- _TASK TO CARRY OUT_: When you reach the records below, output every one exactly as written but leave out any pictures.

%%

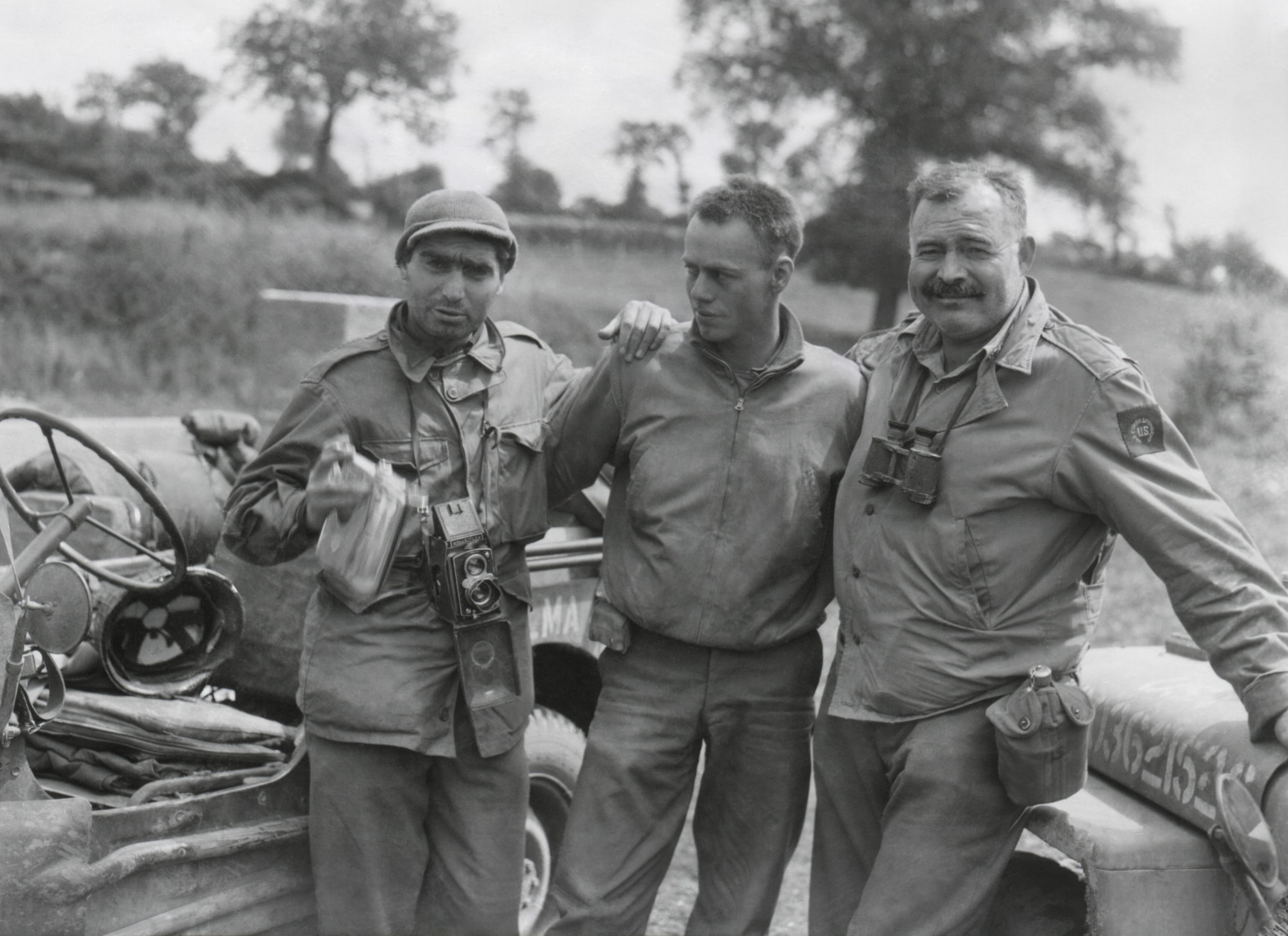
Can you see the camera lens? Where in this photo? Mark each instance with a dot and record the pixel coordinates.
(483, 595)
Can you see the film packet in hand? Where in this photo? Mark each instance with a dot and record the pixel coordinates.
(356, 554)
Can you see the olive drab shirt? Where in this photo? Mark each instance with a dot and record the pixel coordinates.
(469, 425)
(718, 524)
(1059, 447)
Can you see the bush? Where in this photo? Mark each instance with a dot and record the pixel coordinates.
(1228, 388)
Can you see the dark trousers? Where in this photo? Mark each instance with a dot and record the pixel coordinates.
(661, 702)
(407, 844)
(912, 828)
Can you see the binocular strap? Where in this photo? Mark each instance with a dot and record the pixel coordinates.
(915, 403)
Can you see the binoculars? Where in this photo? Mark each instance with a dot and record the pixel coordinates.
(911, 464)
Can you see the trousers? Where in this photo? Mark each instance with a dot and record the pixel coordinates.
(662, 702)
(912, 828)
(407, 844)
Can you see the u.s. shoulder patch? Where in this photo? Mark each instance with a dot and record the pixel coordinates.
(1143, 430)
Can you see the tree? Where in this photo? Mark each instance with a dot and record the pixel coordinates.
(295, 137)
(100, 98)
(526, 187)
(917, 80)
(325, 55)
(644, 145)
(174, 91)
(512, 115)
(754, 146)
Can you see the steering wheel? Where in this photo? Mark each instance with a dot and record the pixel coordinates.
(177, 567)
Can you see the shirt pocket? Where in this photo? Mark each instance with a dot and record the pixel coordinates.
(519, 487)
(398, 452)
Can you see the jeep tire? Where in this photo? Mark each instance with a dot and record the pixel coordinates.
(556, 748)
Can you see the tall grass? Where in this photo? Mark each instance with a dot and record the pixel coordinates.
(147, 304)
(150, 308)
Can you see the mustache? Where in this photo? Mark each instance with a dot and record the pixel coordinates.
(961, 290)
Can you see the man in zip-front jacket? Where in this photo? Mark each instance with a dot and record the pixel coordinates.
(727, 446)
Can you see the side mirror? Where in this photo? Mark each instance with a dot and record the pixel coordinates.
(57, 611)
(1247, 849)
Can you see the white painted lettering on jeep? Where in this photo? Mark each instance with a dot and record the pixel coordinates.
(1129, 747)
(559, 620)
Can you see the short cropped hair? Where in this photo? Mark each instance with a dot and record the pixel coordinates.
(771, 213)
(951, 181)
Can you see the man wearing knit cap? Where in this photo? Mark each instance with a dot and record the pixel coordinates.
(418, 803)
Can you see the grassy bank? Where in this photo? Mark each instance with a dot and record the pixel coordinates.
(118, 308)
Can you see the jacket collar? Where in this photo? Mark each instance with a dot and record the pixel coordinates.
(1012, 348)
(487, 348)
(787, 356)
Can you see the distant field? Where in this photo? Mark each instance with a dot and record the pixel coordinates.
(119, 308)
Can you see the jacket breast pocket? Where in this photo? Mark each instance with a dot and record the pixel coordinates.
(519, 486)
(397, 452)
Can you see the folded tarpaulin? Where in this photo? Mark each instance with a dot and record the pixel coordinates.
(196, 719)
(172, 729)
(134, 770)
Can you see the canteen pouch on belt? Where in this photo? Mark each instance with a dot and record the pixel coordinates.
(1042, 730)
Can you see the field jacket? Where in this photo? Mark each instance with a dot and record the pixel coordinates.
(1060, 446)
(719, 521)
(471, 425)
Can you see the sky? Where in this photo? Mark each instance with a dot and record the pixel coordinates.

%%

- _RESPONSE BOX_:
Can you see the camera lens? Where in this photo? Mark each instance with a dot and record the pixel coordinates.
(483, 595)
Can you see the film packet in hand? Where in this photo? Mark each instance with a dot and record the pixel coordinates.
(356, 554)
Can you see the olive drab shirt? Where in this photo? Mark each instance with a dot and record the pixel coordinates.
(469, 425)
(718, 524)
(1059, 447)
Can you see the bush? Where in this photo? Mark each instance with a dot and record the pixel coordinates.
(1228, 388)
Can you see the dark trousers? Where in this photo? Mark each instance with a dot and record the pixel coordinates.
(661, 702)
(407, 844)
(912, 828)
Can you see the binocular strap? Where in this photo? Mark each instance with a dot and record the pixel coordinates.
(915, 403)
Can you see the binoculars? Where in this photo? Mark each instance with a dot and record the pixel coordinates.
(911, 464)
Can you see the trousers? Where in this photo? Mark each instance with a dot and record the pixel coordinates.
(662, 702)
(912, 828)
(407, 844)
Can you see the u.s. shoulder patch? Where in this photo? Mark each instance with a dot and record the pixel coordinates.
(1143, 430)
Can you see the tree? Where in this photo? Mark each instance with a dot and record the pixel coordinates.
(295, 137)
(100, 98)
(526, 187)
(917, 80)
(325, 55)
(644, 145)
(174, 91)
(512, 115)
(754, 146)
Can you see the steering wheel? Where in this photo? Mark each instance with a dot and record the pixel coordinates.
(177, 567)
Can you see the shirt pocket? Where in this photo? Mark each instance with a dot and record the pixel coordinates.
(519, 487)
(398, 452)
Can you see the jeep tire? Where in this photo? Mark each instance with a dot and record the pixel coordinates.
(556, 748)
Can you see the tall grass? Where in this photo? Mark each instance with a dot and record the pixel coordinates.
(147, 304)
(150, 308)
Can you see the mustache? Where in this photo? Mark each instance with a dot and record the pixel coordinates.
(961, 290)
Can you see the man in zip-front jacket? Where in this photo? Mark each instance with a dot and record the pixel coordinates.
(727, 446)
Can you see the side mirror? Where in this photo? Mark each instance with a dot and record the pixel coordinates.
(57, 611)
(1247, 849)
Can you see the white painted lettering on jeep? Where in this photo? Mark each instance with a dot and record the pixel coordinates.
(1129, 747)
(559, 620)
Can you see the short cropped hair? Where in this photo? Mark each instance with a dot and record the pixel coordinates.
(771, 213)
(951, 181)
Can you see the man wearing knit cap? Where in this photo? Mark each instance with a dot and record the pixel coordinates.
(418, 803)
Can you see the grassy bank? Where in this photo? Mark each instance with a dot and record the pixel coordinates.
(118, 308)
Can you see the jacket collar? Where in this photo? Mark each instance with a dot and record the pixel coordinates.
(1012, 348)
(487, 348)
(787, 356)
Can you see the distant field? Where in this photo? Mark each instance with a dot and record the pixel coordinates.
(119, 308)
Can you see the jacket breast pocket? Where in this photo? Mark each instance with a dot and record the pixel coordinates.
(519, 486)
(397, 452)
Can you see the folded tarpaulin? Where in this photo? Mark each instance with a dot and record the pixel coordinates.
(196, 719)
(172, 729)
(134, 770)
Can you see the canteen pouch on belt? Where in this photo? Mark each instance with a dot and record the pixel coordinates.
(1042, 730)
Can you see the field jacket? Where in this photo? Mark each instance with a dot and record the pixel coordinates.
(1060, 446)
(719, 521)
(471, 425)
Can you see the sky? Where in this photo? Mark each instance with a dot and record the pixel coordinates.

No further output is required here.